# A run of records
[start]
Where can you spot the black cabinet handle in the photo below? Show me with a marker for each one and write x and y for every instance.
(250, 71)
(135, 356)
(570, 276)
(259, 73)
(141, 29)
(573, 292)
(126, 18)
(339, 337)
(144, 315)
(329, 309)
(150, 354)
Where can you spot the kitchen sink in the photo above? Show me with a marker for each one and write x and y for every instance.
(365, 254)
[end]
# TASK TO COMPLETE
Please output all of the records above again, unchanged and line for line.

# RESPONSE
Where can you spot the black cabinet handle in the photo below? Show me with a marker for each one and write x and y for every instance.
(250, 71)
(135, 356)
(570, 276)
(259, 73)
(141, 29)
(573, 292)
(126, 18)
(339, 337)
(144, 315)
(329, 309)
(150, 354)
Where can you spot the kitchen sink in the photo above? Show me with a marker for each one and write x and y for every instance.
(365, 254)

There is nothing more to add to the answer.